• Set task: Lay out the items from the line with "Task: a point for each instance of the cyclist, written" to the line with "pixel 610 282" as a Markdown table with two columns, Row and Line. Put the row number under Row and the line under Line, leaving out any blank lines.

• Exercise material:
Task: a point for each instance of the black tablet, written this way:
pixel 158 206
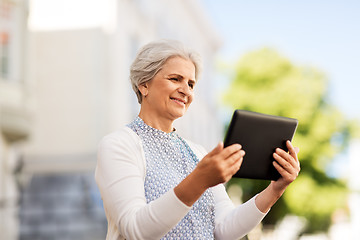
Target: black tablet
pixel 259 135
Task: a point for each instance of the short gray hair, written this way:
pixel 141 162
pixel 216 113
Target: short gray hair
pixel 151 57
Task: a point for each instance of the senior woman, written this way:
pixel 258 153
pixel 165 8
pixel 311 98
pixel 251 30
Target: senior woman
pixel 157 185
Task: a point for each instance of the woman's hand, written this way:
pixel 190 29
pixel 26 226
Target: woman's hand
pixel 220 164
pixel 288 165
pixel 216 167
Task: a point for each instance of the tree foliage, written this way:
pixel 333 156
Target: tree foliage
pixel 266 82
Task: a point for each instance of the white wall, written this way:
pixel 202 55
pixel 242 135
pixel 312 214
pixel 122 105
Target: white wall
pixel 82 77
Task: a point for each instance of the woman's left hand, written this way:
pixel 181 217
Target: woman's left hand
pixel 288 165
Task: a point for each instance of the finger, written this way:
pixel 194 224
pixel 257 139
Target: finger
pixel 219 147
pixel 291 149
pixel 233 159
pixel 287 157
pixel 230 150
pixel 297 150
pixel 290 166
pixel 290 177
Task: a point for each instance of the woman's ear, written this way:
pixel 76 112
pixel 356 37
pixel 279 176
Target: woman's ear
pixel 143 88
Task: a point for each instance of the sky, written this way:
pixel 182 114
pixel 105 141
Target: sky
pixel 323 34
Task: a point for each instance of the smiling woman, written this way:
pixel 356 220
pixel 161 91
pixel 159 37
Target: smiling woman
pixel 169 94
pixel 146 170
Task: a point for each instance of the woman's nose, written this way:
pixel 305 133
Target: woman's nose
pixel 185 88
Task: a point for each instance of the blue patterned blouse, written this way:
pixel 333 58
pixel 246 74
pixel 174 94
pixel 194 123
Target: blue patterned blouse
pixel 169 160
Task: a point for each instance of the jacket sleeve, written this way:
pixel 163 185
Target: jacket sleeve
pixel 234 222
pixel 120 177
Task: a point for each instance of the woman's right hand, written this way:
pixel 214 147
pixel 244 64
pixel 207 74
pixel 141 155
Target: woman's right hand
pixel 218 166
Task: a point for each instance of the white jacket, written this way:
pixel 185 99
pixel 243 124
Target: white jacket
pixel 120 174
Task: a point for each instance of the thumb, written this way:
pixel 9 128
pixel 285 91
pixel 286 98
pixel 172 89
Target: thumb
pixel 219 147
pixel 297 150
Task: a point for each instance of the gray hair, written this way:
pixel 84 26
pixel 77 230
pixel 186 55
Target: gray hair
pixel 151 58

--

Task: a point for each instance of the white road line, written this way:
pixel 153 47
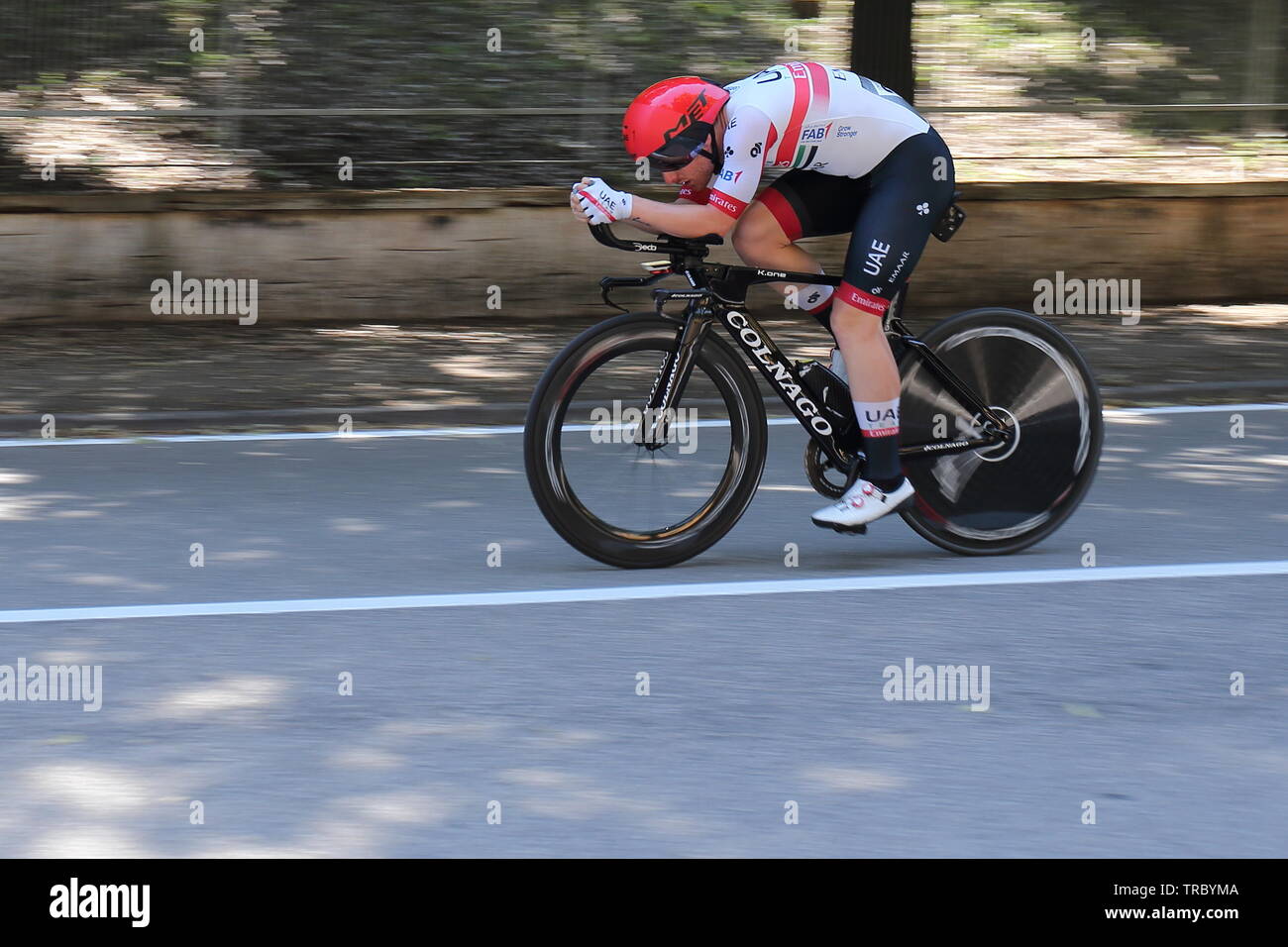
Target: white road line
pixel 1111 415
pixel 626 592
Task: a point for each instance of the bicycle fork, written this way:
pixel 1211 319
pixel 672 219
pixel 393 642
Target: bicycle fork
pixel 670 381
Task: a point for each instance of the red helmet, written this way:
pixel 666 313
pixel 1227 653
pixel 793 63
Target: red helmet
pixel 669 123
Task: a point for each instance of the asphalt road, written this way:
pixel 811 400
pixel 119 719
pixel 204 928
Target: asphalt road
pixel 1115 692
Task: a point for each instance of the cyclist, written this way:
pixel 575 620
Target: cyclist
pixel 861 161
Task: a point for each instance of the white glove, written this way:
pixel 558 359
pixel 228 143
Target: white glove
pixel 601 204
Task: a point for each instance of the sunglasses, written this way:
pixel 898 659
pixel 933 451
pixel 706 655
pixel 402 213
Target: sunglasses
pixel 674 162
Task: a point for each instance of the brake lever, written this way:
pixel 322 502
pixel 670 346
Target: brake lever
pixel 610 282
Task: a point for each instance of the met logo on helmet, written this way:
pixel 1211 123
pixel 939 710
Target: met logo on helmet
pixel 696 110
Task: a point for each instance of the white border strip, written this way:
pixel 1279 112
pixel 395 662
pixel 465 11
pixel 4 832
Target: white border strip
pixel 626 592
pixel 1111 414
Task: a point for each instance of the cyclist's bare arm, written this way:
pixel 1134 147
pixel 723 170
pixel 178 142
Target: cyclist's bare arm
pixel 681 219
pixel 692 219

• Exercise result:
| Row | Line |
|---|---|
| 1 | Task: a point for each instance of the cyclist, written this way: |
| 2 | pixel 575 620 |
| 3 | Target: cyclist |
| 4 | pixel 861 161 |
| 5 | Task: a point for each instance of the white glove, written this way: |
| 6 | pixel 558 359 |
| 7 | pixel 228 143 |
| 8 | Target: white glove |
| 9 | pixel 601 204 |
| 10 | Task: a point for each instance of the sunglasses, written this way: |
| 11 | pixel 898 659 |
| 12 | pixel 933 451 |
| 13 | pixel 706 655 |
| 14 | pixel 402 213 |
| 15 | Target: sunglasses |
| 16 | pixel 674 162 |
| 17 | Task: a point for each instance of the brake lever, written this way: |
| 18 | pixel 322 502 |
| 19 | pixel 670 346 |
| 20 | Target: brake lever |
| 21 | pixel 610 282 |